Required task: Copy out each item below, replacing "roi" with "region" wherever it occurs and keeping everything else the same. Omit the pictures from your copy.

Material supplied:
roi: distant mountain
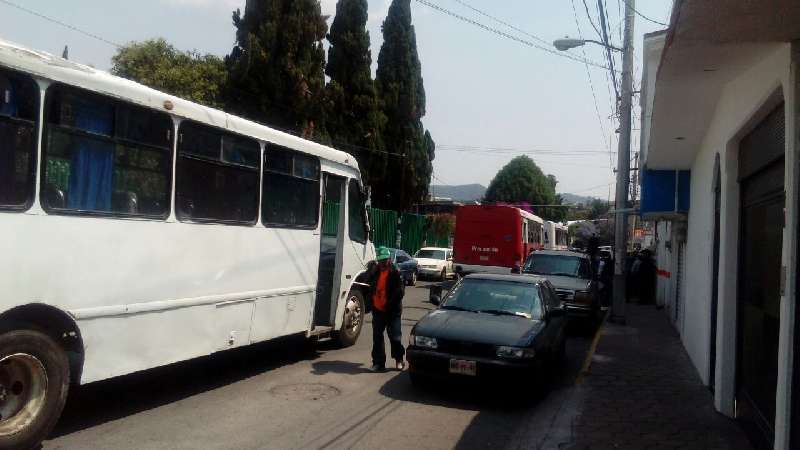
[430,184,486,202]
[560,193,596,205]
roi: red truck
[453,205,544,276]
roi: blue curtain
[67,97,114,211]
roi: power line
[583,0,603,39]
[436,144,607,156]
[0,0,122,48]
[570,0,613,172]
[453,0,552,46]
[415,0,608,69]
[569,183,614,194]
[622,0,669,27]
[597,0,620,99]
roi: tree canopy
[374,0,435,209]
[485,155,566,221]
[111,38,227,108]
[325,0,387,189]
[225,0,328,141]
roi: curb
[575,309,610,386]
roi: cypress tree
[225,0,328,141]
[376,0,435,209]
[325,0,387,194]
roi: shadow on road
[380,373,546,449]
[311,361,371,375]
[50,336,322,438]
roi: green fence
[425,230,450,247]
[400,213,428,255]
[369,208,397,247]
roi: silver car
[522,250,600,320]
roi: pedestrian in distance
[369,247,406,372]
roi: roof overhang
[642,0,800,169]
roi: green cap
[375,246,391,261]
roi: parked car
[522,250,600,321]
[414,247,455,281]
[407,274,566,390]
[389,248,418,286]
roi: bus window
[347,180,367,244]
[0,70,39,209]
[261,144,320,228]
[175,121,261,224]
[42,85,172,217]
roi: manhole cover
[269,383,341,400]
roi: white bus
[544,220,569,250]
[0,41,375,448]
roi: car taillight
[572,291,592,305]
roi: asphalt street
[43,282,592,449]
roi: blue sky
[0,0,672,198]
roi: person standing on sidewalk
[369,247,406,372]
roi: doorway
[314,173,345,327]
[708,154,722,392]
[736,104,786,447]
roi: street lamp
[553,37,623,52]
[553,0,636,324]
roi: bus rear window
[0,70,39,209]
[41,85,173,218]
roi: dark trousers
[372,309,406,366]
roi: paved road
[43,283,592,449]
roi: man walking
[369,247,405,372]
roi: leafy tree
[224,0,328,141]
[485,155,563,220]
[375,0,435,209]
[325,0,387,192]
[111,38,226,107]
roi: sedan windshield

Result of this task:
region: distant mountain
[430,184,486,202]
[560,193,596,205]
region: red truck
[453,205,544,276]
region: blue curtain
[67,97,114,211]
region: power line
[583,0,603,39]
[436,144,607,156]
[0,0,122,48]
[570,0,613,172]
[453,0,552,46]
[415,0,608,69]
[569,183,614,194]
[622,0,669,27]
[597,0,620,99]
region: tree canopy
[374,0,435,209]
[485,155,566,221]
[111,38,227,108]
[325,0,387,189]
[225,0,328,141]
region: curb
[575,309,610,386]
region: cypress tree
[225,0,328,141]
[376,0,435,209]
[325,0,387,194]
region: shadow on road
[380,373,546,449]
[311,361,371,375]
[50,336,322,438]
region: green fence
[425,230,450,247]
[400,213,428,255]
[369,208,397,247]
region: silver car
[522,250,600,320]
region: pedestrian in distance
[369,247,406,372]
region: roof overhang
[642,0,800,169]
region: green cap
[375,246,391,261]
region: parked car
[522,250,600,321]
[414,247,455,281]
[407,274,566,390]
[389,248,418,286]
region: bus window
[347,180,367,244]
[0,70,39,209]
[261,144,320,228]
[175,121,261,224]
[42,85,172,217]
region: manhole cover
[269,383,341,400]
region: white bus
[544,220,569,250]
[0,41,375,448]
region: car taillight
[572,291,592,305]
region: asphalt street
[43,282,592,449]
region: blue sky
[0,0,672,198]
region: person standing on sidewalk
[369,247,406,372]
region: doorway
[314,173,345,327]
[708,154,722,392]
[736,104,786,447]
region: street lamp
[553,37,623,52]
[553,0,636,324]
region: bus rear window
[0,70,39,209]
[41,85,173,218]
region: dark trousers
[372,309,406,366]
region: paved road
[43,283,592,449]
region: man walking
[369,247,405,372]
region: leafy tree
[224,0,328,141]
[485,155,563,220]
[375,0,435,209]
[325,0,387,192]
[111,38,226,107]
region: sedan windshield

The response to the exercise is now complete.